Every line below that holds "wooden" must be copied.

*** Extracted information Section Begins ***

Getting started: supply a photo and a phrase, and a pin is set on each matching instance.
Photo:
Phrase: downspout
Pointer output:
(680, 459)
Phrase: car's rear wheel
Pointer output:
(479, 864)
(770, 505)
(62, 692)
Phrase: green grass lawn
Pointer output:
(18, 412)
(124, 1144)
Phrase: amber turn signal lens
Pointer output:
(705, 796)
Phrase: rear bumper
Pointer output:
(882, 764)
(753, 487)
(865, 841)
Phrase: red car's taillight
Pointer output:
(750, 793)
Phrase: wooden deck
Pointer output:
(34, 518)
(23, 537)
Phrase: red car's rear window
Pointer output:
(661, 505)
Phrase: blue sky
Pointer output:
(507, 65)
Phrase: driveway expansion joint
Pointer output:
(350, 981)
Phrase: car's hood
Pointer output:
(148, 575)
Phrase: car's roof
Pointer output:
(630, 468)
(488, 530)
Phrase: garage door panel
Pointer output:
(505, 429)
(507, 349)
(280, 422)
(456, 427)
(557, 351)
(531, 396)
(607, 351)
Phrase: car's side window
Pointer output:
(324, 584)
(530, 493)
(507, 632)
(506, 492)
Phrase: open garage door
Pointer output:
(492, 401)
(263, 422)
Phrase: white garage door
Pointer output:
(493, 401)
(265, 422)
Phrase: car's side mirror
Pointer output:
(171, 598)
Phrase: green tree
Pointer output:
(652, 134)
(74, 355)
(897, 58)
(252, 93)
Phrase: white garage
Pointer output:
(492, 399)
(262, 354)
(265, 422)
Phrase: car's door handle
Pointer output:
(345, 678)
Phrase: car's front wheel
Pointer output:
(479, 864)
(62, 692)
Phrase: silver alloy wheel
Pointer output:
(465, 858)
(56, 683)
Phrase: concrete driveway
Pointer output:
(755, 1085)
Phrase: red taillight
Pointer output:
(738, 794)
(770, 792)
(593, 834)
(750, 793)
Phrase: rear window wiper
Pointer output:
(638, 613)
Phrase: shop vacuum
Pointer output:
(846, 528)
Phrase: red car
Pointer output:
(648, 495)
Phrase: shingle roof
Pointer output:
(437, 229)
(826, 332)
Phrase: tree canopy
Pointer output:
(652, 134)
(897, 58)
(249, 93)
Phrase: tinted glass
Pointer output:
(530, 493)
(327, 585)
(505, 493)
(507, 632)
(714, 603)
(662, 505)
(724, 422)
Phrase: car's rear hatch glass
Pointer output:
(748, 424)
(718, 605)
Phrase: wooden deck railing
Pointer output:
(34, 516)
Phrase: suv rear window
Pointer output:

*** Extracted information Section Ends ***

### Expected answer
Phrase: wooden deck
Phrase: wooden deck railing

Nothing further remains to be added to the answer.